Activity list =>
1: Please duplicate part of the Sara Bayles article word for word, beginning at "Of her home" and ending after "365 (nonconsecutive) days.".
2: Continue the Sara Bayles article from the point where it stops.

Extract provided =>
________________

The catalyst: For as long as Sara Bayles could remember, she’s loved the ocean. She saw it as a magical place that holds endless hours of exploration and wonderment. Bayles has always felt a natural inclination to protect the environment and look after wild animals, but she didn’t know how she could make a difference — until she started her Daily Ocean project and blog.
The aspiring writer and art instructor lives in Santa Monica, California. When she took a trip to the big island of Hawaii, Bayles leapt at the chance to swim with the sea turtles and spinner dolphins in the warm Pacific waters. After her trip, though, she was taken aback at the contrast between the stunning Hawaiian sunsets and the Santa Monica beach, where birds pecked at plastic bags and rubbish was strewn along the sand.
After doing more research, she was shocked to discover the Great Pacific Garbage Patch, an area in the Pacific Ocean where the currents swirl together, collecting about 10 million tons of trash. “It is estimated to be the size of twice the continental United States. But there is more than one of these oceanic gyres; there are five,” Bayles explains in awe.
Of her home beaches, she says, “I saw so much trash on the beach and thought, What could I do?”
The act: In between book writing and teaching art for a local nonprofit, 34-year-old Bayles couldn’t make it to organized beach cleanups. Then she realized she didn’t have to wait for an organization to set up a beach cleanup day. She set a goal: pick up trash for 20 minutes a day for 365 (nonconsecutive) days.

________________

Data excerpts =>
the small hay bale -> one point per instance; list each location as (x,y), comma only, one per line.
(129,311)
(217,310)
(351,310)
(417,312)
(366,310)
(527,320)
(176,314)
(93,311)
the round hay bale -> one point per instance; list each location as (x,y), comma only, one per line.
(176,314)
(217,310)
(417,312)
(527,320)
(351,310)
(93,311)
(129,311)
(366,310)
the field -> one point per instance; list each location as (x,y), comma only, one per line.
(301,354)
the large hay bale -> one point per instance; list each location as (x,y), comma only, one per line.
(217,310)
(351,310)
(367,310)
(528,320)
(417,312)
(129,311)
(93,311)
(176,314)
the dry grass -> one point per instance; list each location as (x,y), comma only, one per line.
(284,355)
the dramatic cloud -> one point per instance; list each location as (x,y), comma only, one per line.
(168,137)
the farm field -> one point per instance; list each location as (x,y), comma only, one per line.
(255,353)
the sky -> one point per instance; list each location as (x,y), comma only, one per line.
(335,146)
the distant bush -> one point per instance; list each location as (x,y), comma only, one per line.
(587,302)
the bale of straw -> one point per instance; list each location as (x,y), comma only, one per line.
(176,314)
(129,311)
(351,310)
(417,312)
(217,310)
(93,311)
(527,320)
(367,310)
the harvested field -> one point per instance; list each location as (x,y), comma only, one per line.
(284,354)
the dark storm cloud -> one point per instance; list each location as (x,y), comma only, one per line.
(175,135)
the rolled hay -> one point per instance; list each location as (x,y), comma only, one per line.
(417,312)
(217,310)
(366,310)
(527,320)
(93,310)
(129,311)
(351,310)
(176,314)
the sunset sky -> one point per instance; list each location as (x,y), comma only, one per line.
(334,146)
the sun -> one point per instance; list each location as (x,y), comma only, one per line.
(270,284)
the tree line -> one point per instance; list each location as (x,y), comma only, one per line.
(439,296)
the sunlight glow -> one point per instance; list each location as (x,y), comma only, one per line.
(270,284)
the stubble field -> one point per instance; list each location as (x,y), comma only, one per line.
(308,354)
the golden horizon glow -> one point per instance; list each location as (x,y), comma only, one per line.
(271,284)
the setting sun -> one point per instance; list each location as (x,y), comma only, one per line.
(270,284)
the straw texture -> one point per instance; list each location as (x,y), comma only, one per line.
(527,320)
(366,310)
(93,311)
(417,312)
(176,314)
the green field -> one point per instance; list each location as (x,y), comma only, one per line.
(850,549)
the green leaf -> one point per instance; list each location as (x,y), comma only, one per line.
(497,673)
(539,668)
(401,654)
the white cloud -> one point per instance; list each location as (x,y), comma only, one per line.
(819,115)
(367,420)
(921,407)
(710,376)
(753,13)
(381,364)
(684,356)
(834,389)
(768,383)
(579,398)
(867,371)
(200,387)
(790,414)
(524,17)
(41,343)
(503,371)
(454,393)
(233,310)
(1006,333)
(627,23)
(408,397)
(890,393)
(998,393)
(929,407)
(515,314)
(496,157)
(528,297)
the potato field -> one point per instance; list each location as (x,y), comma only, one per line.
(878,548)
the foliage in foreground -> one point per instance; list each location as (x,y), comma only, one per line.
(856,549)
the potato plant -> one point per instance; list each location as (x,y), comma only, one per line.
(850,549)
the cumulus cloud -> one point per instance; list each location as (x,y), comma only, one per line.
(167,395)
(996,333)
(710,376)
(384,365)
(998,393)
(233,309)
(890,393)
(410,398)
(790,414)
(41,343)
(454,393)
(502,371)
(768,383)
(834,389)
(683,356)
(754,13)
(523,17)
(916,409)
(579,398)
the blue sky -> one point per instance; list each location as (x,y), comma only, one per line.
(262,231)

________________

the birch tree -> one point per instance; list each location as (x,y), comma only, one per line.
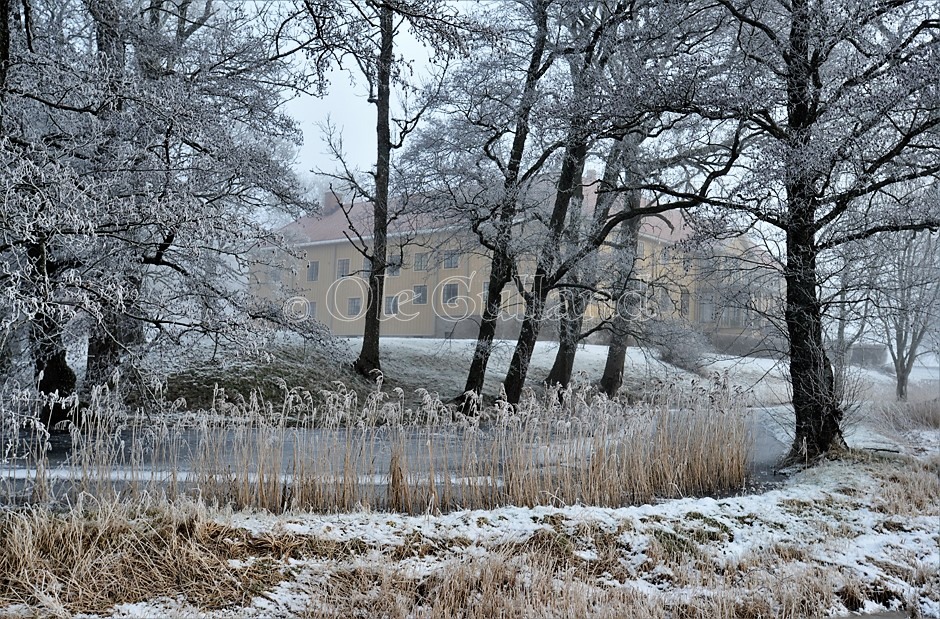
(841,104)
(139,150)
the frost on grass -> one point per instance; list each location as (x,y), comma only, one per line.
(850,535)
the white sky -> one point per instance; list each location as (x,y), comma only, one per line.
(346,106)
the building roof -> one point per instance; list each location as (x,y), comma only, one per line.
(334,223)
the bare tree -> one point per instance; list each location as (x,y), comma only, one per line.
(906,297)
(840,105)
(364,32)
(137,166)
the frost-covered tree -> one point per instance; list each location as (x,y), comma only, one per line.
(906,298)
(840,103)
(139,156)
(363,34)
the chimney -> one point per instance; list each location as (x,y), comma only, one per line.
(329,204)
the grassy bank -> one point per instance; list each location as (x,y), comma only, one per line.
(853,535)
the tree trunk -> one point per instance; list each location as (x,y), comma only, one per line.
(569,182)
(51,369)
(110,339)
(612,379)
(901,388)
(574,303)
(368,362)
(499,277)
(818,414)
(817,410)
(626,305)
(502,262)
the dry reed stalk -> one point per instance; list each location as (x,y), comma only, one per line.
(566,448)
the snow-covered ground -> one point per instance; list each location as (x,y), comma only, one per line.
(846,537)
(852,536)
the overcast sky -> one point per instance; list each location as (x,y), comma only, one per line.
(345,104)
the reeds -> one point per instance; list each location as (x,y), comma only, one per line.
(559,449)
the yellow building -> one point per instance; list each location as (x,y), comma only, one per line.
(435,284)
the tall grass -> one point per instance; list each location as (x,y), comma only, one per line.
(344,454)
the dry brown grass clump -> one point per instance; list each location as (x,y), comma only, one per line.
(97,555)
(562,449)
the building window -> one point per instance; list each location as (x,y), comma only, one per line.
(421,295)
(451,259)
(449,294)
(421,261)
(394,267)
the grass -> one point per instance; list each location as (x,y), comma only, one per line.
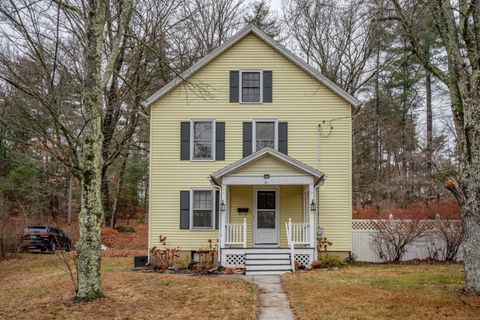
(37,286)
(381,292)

________________

Answers to the exercises =>
1:
Of her home beaches, she says, “I saw so much trash on the beach and thought, What could I do?”
The act: In between book writing and teaching art for a local nonprofit, 34-year-old Bayles couldn’t make it to organized beach cleanups. Then she realized she didn’t have to wait for an organization to set up a beach cleanup day. She set a goal: pick up trash for 20 minutes a day for 365 (nonconsecutive) days.

2:
Four days a week, Bayles scours the stretch of sand half a mile south of the Santa Monica Pier — collecting, weighing, and blogging findings on her website, the Daily Ocean. Every blog includes a tally: garbage weight and a countdown to day 365. On top of the “OMG, no they didn’t list”: syringes, condoms, baby doll heads, voodoo dolls, and soiled diapers.
What upsets her most are the convenience-store items: Cigarette butts, plastic bags, candy wrappers, and fast-food packaging make up 90% of her collection. “That’s disturbing,” says Bayles. On average, she picks up four pounds of trash per trek, or enough rubbish to fill a reusable grocery bag. The heaviest on a single run: 14 pounds.
The ripple: More than 165 days along, Bayles has collected more than 665 pounds of junk. That’s heftier “than the world’s heaviest sumo wrestler,” she writes. She has been educating, empowering, and inspiring the global community to pick up more than half a ton of trash so far — motivating hundreds of beach-goers to become beach-doers.
Across the country, Danielle Richardet started collecting cigarette butts in Wrightsville Beach, North Carolina, for 20 minutes at a time and posting the results on her own blog. She writes: “We all impact each other. Sometimes we don’t even know we’ve made a difference in someone’s life. The ripple effects that we help create can be so powerful.”
The farthest and most dramatic ripple, Anke from Germany, retrieves rubbish from the Baltic Sea and creates beautiful artwork with it.
Bayles’s determination has led her to become an environmental activist and mentor. “I didn’t expect to learn so much about plastic bag bans and water bottles,” Bayles says. On the not-so-sandy front steps of the state capitol last summer, she lobbied for AB1998, the plastic bag ban.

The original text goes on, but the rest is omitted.